Wherever a picture sits, omit it. Output the rest of the listing exactly.

▶

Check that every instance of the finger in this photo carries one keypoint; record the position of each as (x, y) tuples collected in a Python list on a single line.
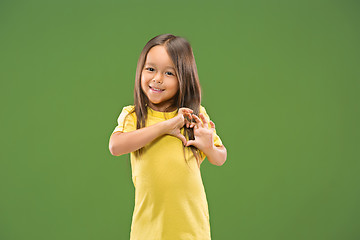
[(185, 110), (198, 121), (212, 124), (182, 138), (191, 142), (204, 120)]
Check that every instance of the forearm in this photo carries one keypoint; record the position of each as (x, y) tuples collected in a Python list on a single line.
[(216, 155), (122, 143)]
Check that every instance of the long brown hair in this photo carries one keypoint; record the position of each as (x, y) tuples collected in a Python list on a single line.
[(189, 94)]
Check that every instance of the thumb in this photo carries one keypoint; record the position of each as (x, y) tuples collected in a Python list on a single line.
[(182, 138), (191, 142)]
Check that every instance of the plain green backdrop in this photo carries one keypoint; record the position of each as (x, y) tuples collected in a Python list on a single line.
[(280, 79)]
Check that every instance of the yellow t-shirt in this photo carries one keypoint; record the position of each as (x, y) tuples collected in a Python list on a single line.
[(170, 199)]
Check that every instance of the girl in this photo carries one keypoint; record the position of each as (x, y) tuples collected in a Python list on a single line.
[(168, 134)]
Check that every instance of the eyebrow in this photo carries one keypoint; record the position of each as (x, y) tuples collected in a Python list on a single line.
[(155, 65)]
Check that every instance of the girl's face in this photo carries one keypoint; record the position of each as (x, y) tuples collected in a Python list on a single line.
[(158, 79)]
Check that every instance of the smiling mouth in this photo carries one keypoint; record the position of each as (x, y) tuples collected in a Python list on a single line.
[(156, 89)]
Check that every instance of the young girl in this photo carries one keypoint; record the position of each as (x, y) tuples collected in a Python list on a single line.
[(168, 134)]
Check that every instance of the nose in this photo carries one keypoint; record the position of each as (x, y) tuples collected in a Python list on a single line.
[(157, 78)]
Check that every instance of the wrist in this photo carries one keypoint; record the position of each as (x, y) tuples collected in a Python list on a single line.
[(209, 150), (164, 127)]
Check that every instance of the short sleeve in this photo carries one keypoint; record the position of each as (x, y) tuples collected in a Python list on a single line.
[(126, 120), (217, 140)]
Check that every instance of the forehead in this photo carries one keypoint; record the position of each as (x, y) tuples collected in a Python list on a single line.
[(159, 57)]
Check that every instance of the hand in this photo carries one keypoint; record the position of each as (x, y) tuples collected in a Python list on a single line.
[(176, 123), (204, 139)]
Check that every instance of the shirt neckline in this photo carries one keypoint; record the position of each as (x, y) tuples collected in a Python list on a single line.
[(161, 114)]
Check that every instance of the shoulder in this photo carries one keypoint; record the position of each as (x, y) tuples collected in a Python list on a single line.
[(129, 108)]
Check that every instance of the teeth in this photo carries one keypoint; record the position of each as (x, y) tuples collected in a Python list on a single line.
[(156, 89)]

◀

**RESPONSE TO THE EXERCISE:**
Check that every instance of the finger in this photo carries one keypoint; record the position of each as (x, y) tuples collected in a Python list on a single line.
[(185, 110), (198, 121), (212, 124), (182, 138), (191, 142), (204, 120)]
Check that every instance of the forearm in this photo carries one keypoint; record the position of each as (x, y) tuples collected in a Python list on a single line.
[(216, 155), (122, 143)]
Check that every instance of the long brown hair in this photo carries one keypoint; record the position of each as (x, y) tuples collected in a Python list on a single line.
[(189, 94)]
Check that every instance of the thumb in this photo carries one keypoint; record the position of each as (x, y) tuples collected in a Python list on a single line.
[(182, 138), (191, 142)]
Check that every instance of the plain green backdrop in this photo carries one keypoint; record the position of each as (x, y) tuples collected in a Python list on a single line.
[(280, 79)]
Check that every instance of the yellow t-shirt in this photo carries one keypoint; record the position of each as (x, y) tuples collected in a Python list on a single line.
[(170, 199)]
Check that every instance of the girl in this photo carries one keypoint; record the position of each as (x, y) tuples collected in a Python list on a single line.
[(168, 134)]
Check that every instance of the eyebrow in this photo carries one keypoint; record the position of each as (x, y) tuples collected in a Python list on a single line.
[(155, 65)]
Check that every instance of the girl's face in this photo carries one keypoint; record the position of each as (x, y) tuples collected in a Python list on a single line.
[(158, 79)]
Check that every instance of the smiling mouth in this photo carries one keypoint; record the position of each as (x, y) tuples collected in a Python list on a single line.
[(156, 89)]
Check that every instance of the young girl in this photo carries one keypoint; record the position of each as (x, y) tuples collected in a Python list on a single line.
[(168, 134)]
Check that every instance of the nose in this photo carries one keypoint; record the position of each as (x, y) tuples collected in a Python list on a single line.
[(157, 78)]
Check that every instance of the wrist in this photo carries one keypoint; record the position of each as (x, y) tuples collected in a Python list on a single line.
[(209, 150), (164, 127)]
Check that every instance of the short sleeve in this photo carries one keypoint; record the position of each as (x, y) tuples collected in a Python list on a single line.
[(126, 120), (217, 140)]
Check that every instance of the forehead in this photo carries one keypoint; record the position of each as (x, y) tuples collected in a Python list on a single line.
[(159, 57)]
Check that every instance of the hand in this photo carries one keypoint; record the position of each as (x, y) tuples collected in a Python list on a single line.
[(176, 123), (204, 139)]
Check that every instance of the shirt neckline in this photo carries one keypoint; record the position of each as (x, y) tuples collected in a Python list on a single line.
[(161, 114)]
Check that every instance of the shoulder in this photo carries one keypoint; record the position of each as (x, y) tuples collected in a Python list on a single line.
[(129, 108)]
Check that every instance of the teeth in this photo carries one keypoint; record the position of each as (x, y) tuples collected in a Python list on a single line.
[(156, 89)]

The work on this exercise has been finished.